Segment Start: Given entries

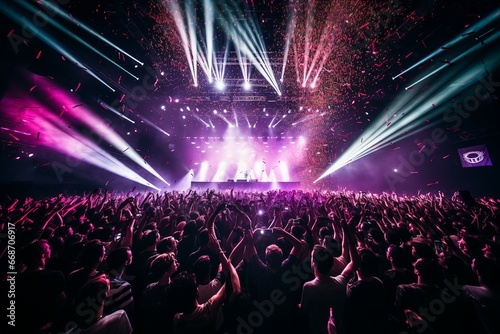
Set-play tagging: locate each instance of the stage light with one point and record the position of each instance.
(220, 85)
(429, 104)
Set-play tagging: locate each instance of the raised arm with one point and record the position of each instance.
(297, 245)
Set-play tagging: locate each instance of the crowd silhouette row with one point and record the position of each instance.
(253, 262)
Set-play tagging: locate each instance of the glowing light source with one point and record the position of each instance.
(220, 85)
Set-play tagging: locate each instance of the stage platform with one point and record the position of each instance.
(244, 185)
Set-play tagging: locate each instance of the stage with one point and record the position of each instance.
(245, 185)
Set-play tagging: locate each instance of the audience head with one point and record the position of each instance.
(203, 238)
(150, 238)
(202, 268)
(428, 271)
(369, 264)
(164, 264)
(322, 260)
(167, 245)
(274, 256)
(396, 256)
(35, 254)
(92, 254)
(91, 295)
(488, 272)
(119, 258)
(183, 292)
(190, 228)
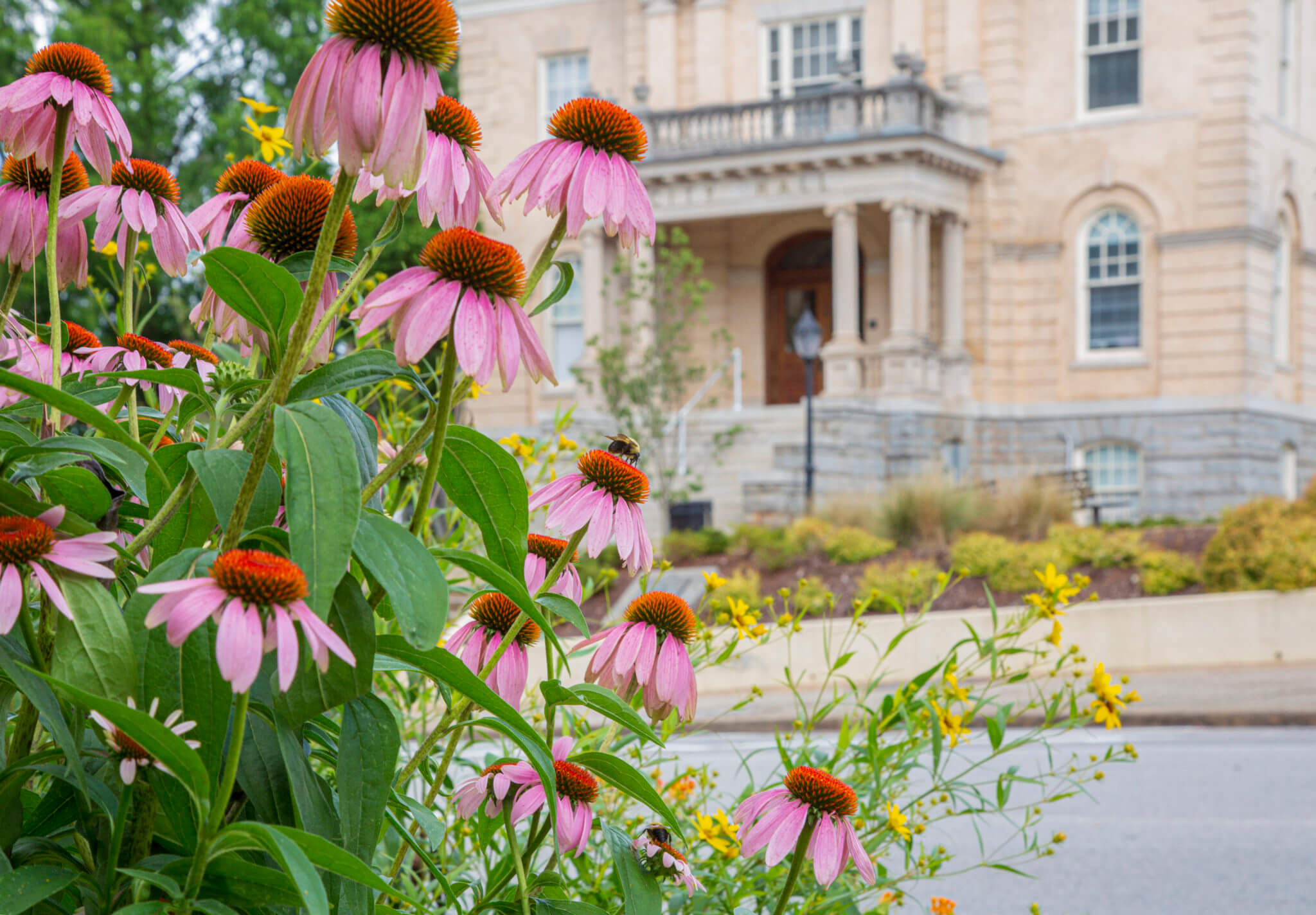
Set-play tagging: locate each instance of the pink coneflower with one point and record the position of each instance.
(577, 790)
(492, 615)
(22, 218)
(368, 86)
(283, 220)
(606, 495)
(649, 652)
(468, 285)
(774, 819)
(661, 860)
(453, 181)
(61, 75)
(130, 755)
(31, 546)
(241, 585)
(241, 183)
(144, 200)
(587, 170)
(540, 555)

Segment End: Given entries

Give back, word for word, the lines of the records that run from the one holding "Set-play tagging: locate each instance of the pink" to the very last.

Set-play tagging: locate each instance of the pink coneflower with one point and record the position of each instance.
(577, 790)
(492, 615)
(22, 218)
(368, 86)
(283, 220)
(606, 495)
(649, 652)
(468, 285)
(774, 819)
(661, 860)
(453, 181)
(61, 75)
(130, 755)
(31, 546)
(241, 585)
(241, 183)
(144, 200)
(587, 170)
(540, 555)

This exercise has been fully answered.